- _ACTIVITY_
Return all lines from the listing below in which the string "field" occurs.

━━━ MATERIAL PROVIDED ━━━

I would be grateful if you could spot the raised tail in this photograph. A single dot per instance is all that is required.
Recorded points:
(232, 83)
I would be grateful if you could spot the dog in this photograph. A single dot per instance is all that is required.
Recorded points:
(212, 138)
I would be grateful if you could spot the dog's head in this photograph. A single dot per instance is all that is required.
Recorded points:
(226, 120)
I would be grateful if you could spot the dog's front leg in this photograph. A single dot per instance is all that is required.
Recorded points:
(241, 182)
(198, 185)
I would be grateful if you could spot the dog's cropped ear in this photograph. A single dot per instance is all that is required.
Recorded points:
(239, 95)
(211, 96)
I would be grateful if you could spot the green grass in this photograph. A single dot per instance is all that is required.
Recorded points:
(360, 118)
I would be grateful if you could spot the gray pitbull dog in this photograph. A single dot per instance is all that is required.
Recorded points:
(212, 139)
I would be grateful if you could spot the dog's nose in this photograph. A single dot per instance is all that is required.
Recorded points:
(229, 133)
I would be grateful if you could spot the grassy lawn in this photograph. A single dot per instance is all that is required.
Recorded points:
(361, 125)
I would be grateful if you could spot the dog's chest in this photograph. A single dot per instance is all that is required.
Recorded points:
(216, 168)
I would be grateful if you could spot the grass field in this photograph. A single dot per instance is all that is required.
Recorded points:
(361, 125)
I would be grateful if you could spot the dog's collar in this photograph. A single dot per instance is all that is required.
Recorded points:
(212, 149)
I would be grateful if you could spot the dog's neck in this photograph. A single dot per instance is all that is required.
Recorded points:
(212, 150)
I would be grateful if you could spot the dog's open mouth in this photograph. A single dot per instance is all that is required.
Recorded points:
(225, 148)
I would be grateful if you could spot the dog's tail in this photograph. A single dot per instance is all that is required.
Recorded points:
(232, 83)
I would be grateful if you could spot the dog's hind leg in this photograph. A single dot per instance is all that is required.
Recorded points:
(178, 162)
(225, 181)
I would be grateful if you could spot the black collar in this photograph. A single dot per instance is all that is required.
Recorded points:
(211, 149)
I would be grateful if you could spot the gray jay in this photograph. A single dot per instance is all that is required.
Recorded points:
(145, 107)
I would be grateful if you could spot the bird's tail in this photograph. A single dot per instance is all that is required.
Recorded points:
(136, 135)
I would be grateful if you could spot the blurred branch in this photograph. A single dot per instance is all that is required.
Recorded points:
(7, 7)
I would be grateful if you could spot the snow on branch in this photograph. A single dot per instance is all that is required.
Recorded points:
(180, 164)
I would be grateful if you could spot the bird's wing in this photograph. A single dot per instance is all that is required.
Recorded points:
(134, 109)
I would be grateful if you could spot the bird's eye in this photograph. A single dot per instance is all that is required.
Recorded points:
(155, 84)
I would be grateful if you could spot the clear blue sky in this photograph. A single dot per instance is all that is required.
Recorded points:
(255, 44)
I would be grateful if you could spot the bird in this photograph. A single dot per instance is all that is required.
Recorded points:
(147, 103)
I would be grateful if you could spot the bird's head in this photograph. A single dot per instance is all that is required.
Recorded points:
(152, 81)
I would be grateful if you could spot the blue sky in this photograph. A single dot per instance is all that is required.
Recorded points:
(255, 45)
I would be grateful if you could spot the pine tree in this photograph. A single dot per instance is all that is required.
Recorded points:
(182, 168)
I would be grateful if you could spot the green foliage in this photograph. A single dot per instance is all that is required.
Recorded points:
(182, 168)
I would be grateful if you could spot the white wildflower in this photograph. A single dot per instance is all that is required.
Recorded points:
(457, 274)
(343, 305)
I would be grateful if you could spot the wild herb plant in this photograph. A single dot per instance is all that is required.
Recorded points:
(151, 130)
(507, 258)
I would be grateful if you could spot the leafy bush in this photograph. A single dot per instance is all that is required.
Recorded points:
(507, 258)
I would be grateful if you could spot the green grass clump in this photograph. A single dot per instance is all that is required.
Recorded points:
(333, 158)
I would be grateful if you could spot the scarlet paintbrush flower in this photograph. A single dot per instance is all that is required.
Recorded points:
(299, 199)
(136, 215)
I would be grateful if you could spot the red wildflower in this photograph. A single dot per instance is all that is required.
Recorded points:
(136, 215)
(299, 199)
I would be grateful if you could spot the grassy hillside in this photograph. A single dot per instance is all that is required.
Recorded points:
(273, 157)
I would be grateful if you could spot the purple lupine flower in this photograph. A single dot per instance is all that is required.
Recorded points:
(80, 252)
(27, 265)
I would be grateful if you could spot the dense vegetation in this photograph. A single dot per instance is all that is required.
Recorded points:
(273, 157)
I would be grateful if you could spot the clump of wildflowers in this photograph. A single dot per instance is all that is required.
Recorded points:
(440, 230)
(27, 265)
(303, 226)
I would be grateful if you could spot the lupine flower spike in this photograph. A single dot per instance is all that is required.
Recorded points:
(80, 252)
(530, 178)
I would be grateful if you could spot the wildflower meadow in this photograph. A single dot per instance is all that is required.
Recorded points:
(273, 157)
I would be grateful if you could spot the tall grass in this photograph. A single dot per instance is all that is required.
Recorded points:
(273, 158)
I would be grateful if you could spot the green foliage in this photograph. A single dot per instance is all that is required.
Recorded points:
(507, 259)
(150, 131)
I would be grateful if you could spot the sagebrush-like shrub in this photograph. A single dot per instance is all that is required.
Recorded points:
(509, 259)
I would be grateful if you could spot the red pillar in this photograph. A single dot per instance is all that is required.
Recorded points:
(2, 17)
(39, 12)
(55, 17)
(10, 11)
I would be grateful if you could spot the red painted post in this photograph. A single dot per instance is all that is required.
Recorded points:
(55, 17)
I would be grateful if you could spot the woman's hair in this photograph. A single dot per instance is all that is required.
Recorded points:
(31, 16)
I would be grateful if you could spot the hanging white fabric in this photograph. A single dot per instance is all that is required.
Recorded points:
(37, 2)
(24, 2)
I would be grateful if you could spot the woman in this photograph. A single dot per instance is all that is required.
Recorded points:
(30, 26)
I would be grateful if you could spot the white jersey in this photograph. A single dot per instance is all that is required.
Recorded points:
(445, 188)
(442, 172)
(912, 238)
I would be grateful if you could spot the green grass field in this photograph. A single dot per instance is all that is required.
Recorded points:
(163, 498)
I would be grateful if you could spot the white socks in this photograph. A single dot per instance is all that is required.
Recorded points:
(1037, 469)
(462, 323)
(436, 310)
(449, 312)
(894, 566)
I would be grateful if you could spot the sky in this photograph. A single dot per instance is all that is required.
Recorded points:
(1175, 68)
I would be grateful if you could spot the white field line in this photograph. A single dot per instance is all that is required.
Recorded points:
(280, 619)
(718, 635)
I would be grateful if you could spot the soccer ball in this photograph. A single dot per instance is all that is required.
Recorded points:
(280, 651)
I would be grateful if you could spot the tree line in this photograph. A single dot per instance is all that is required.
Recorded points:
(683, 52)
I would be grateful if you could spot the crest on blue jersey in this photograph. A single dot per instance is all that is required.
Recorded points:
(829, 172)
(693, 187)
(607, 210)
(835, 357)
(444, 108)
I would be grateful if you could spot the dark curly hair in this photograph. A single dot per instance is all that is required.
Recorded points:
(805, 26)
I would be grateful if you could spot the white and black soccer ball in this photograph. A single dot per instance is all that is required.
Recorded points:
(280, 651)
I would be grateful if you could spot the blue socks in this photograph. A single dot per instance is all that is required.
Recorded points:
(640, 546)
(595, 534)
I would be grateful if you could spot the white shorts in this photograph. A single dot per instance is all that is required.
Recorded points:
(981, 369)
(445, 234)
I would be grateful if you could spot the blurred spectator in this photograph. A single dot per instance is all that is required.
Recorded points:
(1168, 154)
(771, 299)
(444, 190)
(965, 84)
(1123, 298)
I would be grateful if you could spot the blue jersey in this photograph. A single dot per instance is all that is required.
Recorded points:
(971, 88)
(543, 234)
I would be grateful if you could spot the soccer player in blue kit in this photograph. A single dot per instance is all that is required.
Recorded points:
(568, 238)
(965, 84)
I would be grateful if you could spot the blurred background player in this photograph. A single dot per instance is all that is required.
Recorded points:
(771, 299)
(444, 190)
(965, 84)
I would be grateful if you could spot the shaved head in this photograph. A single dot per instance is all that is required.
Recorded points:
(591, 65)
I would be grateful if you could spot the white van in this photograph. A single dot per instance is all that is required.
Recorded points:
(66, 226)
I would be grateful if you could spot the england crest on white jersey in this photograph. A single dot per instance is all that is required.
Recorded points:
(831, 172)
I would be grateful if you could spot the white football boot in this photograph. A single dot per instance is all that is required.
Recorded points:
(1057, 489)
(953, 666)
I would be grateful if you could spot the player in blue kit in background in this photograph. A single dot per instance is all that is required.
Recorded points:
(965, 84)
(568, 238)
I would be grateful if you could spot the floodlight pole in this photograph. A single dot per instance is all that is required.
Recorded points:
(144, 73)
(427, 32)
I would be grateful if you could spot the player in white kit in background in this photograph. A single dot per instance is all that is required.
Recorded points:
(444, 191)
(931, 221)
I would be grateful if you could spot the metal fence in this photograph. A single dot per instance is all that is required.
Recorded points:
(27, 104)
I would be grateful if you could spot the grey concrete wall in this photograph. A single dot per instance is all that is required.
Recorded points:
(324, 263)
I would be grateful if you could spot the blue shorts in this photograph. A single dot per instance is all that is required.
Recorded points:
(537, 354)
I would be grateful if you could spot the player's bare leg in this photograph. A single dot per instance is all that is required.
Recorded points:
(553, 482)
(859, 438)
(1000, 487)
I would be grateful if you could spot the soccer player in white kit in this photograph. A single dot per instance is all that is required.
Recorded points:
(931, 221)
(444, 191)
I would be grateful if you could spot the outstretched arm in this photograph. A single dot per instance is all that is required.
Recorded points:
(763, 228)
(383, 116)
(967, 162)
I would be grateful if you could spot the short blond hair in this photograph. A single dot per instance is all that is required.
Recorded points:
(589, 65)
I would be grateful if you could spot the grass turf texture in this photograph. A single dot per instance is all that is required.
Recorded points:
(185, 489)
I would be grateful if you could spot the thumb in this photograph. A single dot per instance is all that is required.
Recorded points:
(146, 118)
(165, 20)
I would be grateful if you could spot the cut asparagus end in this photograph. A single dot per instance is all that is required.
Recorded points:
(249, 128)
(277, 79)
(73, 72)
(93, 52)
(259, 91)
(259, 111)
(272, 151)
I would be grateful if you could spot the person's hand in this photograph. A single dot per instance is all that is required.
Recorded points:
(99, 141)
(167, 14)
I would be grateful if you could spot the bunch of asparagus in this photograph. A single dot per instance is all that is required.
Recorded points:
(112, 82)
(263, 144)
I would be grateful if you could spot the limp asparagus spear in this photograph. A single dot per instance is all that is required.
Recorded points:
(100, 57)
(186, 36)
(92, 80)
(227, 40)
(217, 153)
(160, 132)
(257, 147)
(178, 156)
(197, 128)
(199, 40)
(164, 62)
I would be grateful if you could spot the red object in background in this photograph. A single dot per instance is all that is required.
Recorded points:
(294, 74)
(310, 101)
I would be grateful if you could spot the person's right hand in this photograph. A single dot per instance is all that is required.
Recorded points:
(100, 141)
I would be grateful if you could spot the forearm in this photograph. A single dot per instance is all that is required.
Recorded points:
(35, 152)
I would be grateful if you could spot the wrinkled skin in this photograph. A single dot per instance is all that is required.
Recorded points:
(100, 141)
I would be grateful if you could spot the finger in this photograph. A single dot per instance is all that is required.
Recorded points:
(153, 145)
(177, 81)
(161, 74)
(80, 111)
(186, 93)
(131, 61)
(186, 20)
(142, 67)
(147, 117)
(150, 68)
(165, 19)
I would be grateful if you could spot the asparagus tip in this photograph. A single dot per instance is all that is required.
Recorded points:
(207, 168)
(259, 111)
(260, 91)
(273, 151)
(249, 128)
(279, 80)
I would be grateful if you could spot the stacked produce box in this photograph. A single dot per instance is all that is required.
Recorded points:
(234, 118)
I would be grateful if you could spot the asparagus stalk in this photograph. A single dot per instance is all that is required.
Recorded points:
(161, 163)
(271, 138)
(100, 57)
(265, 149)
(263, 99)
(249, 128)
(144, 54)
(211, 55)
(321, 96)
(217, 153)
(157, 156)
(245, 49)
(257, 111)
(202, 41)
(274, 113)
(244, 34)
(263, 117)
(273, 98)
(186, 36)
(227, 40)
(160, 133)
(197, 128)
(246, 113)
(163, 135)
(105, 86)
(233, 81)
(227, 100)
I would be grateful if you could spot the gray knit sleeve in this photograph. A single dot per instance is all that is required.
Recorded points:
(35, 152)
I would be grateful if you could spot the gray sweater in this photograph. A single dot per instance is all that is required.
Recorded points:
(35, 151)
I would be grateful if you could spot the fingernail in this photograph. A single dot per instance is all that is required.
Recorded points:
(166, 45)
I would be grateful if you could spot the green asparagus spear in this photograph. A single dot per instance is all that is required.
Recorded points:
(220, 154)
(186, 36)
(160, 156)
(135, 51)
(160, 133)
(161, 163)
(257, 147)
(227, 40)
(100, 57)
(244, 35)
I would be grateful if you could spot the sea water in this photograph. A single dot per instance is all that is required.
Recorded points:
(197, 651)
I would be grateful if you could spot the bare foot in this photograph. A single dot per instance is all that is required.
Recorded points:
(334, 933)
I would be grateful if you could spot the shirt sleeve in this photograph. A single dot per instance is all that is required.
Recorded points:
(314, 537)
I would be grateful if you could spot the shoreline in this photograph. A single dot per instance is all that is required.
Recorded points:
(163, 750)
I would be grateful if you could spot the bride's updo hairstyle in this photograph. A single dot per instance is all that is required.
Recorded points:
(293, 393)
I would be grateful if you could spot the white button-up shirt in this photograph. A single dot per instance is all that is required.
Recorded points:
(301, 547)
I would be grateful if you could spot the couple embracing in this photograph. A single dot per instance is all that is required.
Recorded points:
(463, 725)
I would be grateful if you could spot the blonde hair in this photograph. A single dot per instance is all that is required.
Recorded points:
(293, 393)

━━━

- _COMPLETED TASK_
I would be grateful if you could spot the grass field in this photograph. A single dot per instance is all that is required.
I would be grateful if you could spot the green grass field in this photograph. A single dot per instance is all that is required.
I would be grateful if you could spot the white field line in this photograph. A single dot per instance is all that is required.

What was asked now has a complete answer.